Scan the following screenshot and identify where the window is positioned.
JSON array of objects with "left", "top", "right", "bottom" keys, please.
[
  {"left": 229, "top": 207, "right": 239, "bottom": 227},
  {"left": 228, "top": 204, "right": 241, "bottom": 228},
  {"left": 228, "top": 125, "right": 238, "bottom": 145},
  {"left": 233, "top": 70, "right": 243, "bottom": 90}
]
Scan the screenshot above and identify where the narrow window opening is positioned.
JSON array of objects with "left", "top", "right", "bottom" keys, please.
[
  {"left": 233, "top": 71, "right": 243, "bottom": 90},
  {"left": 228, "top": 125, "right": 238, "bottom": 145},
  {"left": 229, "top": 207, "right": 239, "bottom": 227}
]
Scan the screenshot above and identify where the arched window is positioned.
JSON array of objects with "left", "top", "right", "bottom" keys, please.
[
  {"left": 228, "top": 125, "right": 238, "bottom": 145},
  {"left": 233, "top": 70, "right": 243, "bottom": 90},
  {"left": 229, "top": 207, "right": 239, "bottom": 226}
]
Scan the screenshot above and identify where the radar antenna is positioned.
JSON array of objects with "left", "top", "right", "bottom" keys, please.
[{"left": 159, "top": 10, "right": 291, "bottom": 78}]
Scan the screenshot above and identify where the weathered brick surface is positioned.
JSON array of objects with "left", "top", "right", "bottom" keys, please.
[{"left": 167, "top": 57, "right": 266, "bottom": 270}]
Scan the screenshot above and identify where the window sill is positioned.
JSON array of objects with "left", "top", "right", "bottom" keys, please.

####

A line qualifies when it holds the word "positioned"; report all qualifying lines from the records above.

Exercise answer:
Scan the following screenshot and identify where the window is positioned.
Scan the screenshot above and identify where the narrow window opening is positioned.
Scan the screenshot above and identify where the arched window is positioned.
Scan the screenshot above and identify where the radar antenna is positioned.
Scan the screenshot above and identify where the weathered brick surface is positioned.
Scan the screenshot above and identify where the window sill is positioned.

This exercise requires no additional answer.